** Start Quoted text **
I've noticed some things that people are not looking at in relation to their mobile based repeaters. So I got bored and started playing around with Matlab and made a few graphs concerning common mobile radios that are used to build repeaters. This isn't a very extensive list as it only consists of most of the Motorola Radius line (includes Radius, Maxtrac, GM300, SM50/120, and M1225) as well as GE Custom MVP's. All of this was built off of data that is available in the service manuals. Even though I do own some Kenwood and Icom radios (I even have the data for Icom F221s and F420s that I measured off mine before my tablet crashed) I just don't have the service manuals currently. As I recover data or fix my tablet, I'll update with the F420 and F221 info for building Icom CY-420 and CY-221 repeaters.
** End Quoted text **
● **Exercise task a**: Filter the records below, copying every line that contains the string "thin".
** Start Dataset **
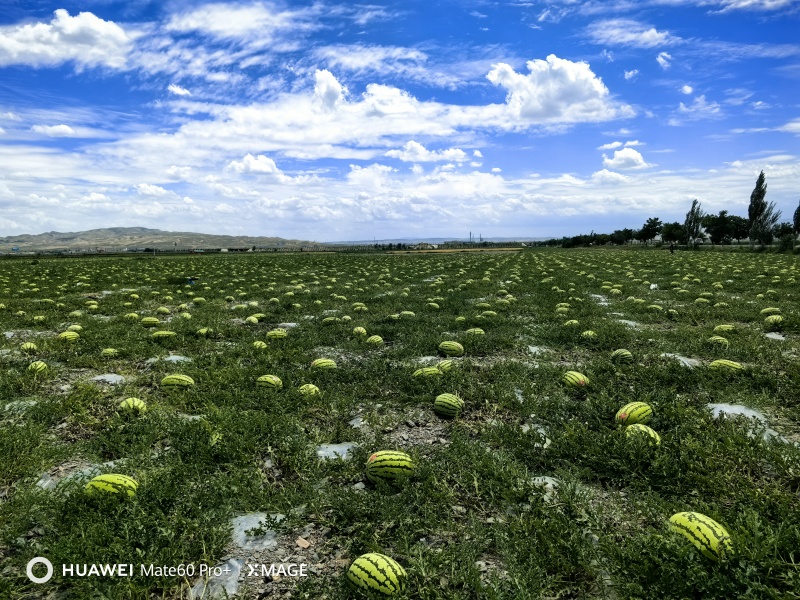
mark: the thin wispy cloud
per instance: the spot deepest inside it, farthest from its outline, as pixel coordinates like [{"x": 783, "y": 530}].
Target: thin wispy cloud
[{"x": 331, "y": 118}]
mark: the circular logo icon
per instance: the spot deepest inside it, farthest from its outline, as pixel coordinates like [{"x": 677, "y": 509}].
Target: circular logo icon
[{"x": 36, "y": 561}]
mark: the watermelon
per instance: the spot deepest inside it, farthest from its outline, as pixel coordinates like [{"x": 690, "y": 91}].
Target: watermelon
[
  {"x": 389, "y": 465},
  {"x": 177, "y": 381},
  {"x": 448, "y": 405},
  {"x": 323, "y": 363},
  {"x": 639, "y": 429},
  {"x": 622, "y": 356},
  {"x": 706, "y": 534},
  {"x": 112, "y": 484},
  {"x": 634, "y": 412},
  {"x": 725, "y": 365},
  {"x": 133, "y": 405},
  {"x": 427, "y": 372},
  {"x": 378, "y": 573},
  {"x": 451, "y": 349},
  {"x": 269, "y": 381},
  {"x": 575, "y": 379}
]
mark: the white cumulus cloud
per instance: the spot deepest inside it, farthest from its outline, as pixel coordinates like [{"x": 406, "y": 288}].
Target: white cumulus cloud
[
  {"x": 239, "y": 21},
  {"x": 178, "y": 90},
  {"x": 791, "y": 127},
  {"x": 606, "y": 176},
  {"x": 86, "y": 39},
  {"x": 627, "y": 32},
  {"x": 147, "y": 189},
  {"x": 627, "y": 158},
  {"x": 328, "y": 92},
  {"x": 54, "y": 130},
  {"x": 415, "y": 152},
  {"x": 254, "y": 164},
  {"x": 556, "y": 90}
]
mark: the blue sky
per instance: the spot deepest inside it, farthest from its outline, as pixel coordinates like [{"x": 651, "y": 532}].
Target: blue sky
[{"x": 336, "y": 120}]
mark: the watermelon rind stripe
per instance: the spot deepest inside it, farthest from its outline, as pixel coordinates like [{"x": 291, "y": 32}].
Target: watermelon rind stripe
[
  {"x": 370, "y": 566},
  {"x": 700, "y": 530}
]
** End Dataset **
** Start Dataset **
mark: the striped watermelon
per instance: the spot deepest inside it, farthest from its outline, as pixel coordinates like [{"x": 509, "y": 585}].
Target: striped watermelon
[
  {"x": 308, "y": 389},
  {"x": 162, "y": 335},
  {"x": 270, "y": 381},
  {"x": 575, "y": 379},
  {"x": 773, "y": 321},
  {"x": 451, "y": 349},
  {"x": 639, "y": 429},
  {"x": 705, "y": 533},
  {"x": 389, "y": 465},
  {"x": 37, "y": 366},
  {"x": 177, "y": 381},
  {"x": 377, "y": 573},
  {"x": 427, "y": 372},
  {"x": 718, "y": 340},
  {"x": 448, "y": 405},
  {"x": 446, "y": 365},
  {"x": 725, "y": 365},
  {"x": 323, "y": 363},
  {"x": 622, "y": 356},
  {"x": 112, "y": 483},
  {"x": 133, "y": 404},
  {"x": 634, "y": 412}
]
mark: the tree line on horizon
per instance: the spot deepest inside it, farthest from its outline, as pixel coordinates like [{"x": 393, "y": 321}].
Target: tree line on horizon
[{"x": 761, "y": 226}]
** End Dataset **
● **Exercise task b**: Name each radio that the text on mobile-based repeaters lists in parentheses as part of the Motorola Radius line.

● **Worked solution a**:
mark: the thin wispy cloud
Target: thin wispy cloud

● **Worked solution b**: Radius, Maxtrac, GM300, SM50/120, and M1225